任务说明: 逐字抄写下面的全部记录，其中的图片略去不写。

(数据集记录)
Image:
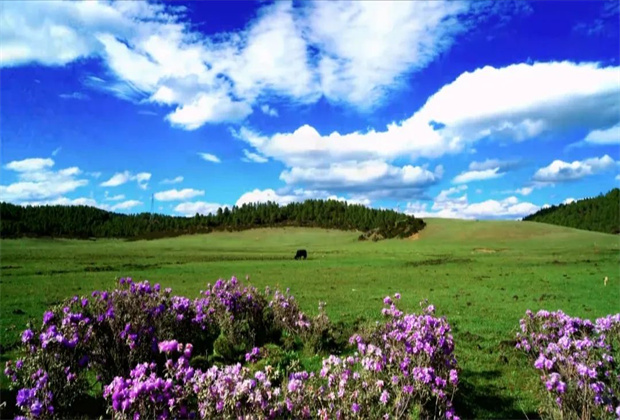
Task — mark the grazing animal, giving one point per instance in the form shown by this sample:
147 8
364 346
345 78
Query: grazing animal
301 253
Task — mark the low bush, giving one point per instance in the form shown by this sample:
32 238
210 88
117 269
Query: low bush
153 355
578 361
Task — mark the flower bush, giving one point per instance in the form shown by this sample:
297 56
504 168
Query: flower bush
578 361
140 344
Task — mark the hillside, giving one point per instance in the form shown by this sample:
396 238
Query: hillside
601 214
89 222
481 275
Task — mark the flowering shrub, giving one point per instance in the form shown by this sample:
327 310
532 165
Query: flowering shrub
128 340
408 360
578 361
409 371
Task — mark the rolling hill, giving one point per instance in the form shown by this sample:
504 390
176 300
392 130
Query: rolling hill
601 214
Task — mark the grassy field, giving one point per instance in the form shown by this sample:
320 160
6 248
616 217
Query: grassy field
481 275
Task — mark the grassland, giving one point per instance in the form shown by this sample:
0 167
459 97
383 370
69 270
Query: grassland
481 275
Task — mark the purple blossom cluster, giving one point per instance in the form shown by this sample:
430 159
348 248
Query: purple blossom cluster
407 368
412 358
146 395
131 340
578 361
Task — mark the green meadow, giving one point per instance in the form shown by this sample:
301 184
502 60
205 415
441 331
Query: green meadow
481 275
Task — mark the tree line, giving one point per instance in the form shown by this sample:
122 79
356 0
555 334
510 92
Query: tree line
90 222
601 214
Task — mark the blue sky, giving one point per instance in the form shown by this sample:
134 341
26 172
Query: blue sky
455 109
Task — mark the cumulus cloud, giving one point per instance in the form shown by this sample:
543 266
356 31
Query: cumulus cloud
447 205
267 110
74 95
524 190
361 176
517 102
350 52
30 165
126 205
121 178
560 171
117 197
178 195
36 181
201 207
209 157
513 103
469 176
253 157
176 180
604 137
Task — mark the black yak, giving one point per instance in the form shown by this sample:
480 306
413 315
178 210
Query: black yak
301 253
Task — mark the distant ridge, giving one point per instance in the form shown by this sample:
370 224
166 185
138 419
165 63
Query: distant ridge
83 222
601 214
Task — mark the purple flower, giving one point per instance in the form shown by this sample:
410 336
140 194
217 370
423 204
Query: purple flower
454 378
47 317
385 396
23 396
27 336
168 346
36 408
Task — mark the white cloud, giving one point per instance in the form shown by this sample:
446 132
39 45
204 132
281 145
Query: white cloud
560 171
517 102
142 179
366 47
351 53
117 197
253 157
267 110
30 165
503 165
525 190
446 205
178 195
361 176
176 180
126 205
208 108
121 178
36 181
117 179
604 137
74 95
209 157
470 176
191 208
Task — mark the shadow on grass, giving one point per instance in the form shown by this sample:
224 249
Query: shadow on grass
478 399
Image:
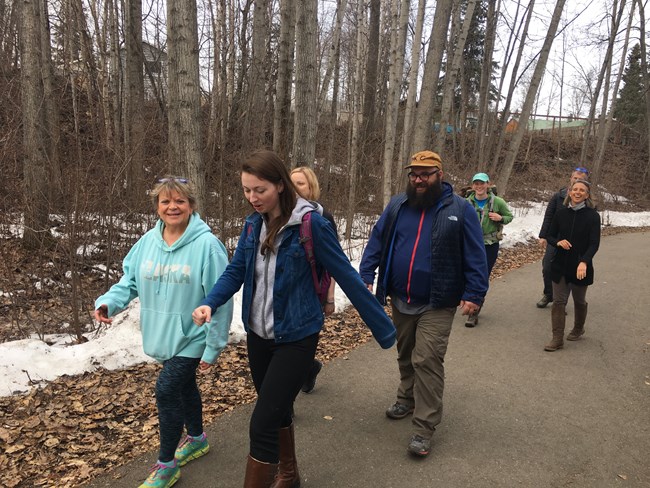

本题解答:
Image:
Task — mark the grazing animal, giving one point per instance in the form shown by this sample:
147 8
364 346
345 78
Query: grazing animal
301 253
Task — mark the low bush, giving one point per instance in the form shown by this sample:
32 238
210 88
117 269
Query: low bush
153 355
578 361
Task — mark the flower bush, giving one point per instance in the form shown by this sample:
297 56
504 168
Query: flower bush
578 361
140 344
Task — mark the hillside, giving one point per instance in the form shown by this sample:
396 238
Query: hillside
601 214
89 222
481 275
Task — mark the flowering shrub, giving one point per instance in the form shown by this sample:
327 310
532 165
Query: flowering shrub
128 340
408 360
578 361
409 371
Task — mark the rolling hill, giving one point per instance in the form shown by this sample:
504 390
176 300
392 130
Query: rolling hill
601 214
Task — mark the grassy field, giving one point per instance in the form shown by this sample:
320 160
6 248
616 217
Query: grassy field
481 275
Task — mark the grassland, giving one point per instance in the form shown by this sample:
0 167
459 97
383 370
69 270
Query: grassland
481 275
Task — mark the purple blossom cluster, giving one point per instance in the form shown by this sample:
430 159
348 248
Query: purple blossom cluster
407 368
412 358
146 395
131 340
578 361
Task — mark the green meadow, giving one point per instance in the form shown by this sample:
301 184
502 60
205 415
441 331
Query: green meadow
481 275
Task — mark the tree line, giving one point per instance in the form shown by this sample:
122 79
356 0
555 334
510 92
Query: tree line
90 222
601 214
Task — mark the blue sky, giving one point per instance in the form shown by this sample:
134 341
26 172
Query: blue sky
455 109
Task — mark the cumulus cloud, giving one point per instance in the form shown by this sample:
543 266
356 31
Query: cumulus cloud
447 205
267 110
74 95
524 190
361 176
517 102
350 52
30 165
126 205
121 178
560 171
117 197
178 195
36 181
201 207
209 157
513 103
469 176
253 157
176 180
604 137
Task — mark the black yak, giving one point per instance in the form shown by this sample:
480 306
413 315
178 210
Query: black yak
301 253
Task — mark the distant ridge, giving one point per instance in the form shown by this sample:
370 224
166 185
138 419
165 63
Query: distant ridge
83 222
601 214
Task — mark the purple flower, giving one point per instance in the form shown by this sample:
410 336
140 194
217 370
423 204
Query: purple flower
454 378
47 317
385 396
23 396
27 336
168 346
36 408
Task — mark the white cloud, giving one point per instance in the form shown by this sample:
446 132
39 45
204 132
281 145
Query: white cloud
560 171
517 102
142 179
366 47
351 53
117 197
253 157
267 110
30 165
503 165
525 190
446 205
178 195
361 176
176 180
126 205
208 108
121 178
36 181
117 179
604 137
74 95
209 157
470 176
191 208
Task — mark the shadow on grass, giving one point per instance in the form shown by this sample:
224 249
Query: shadow on grass
478 399
Image:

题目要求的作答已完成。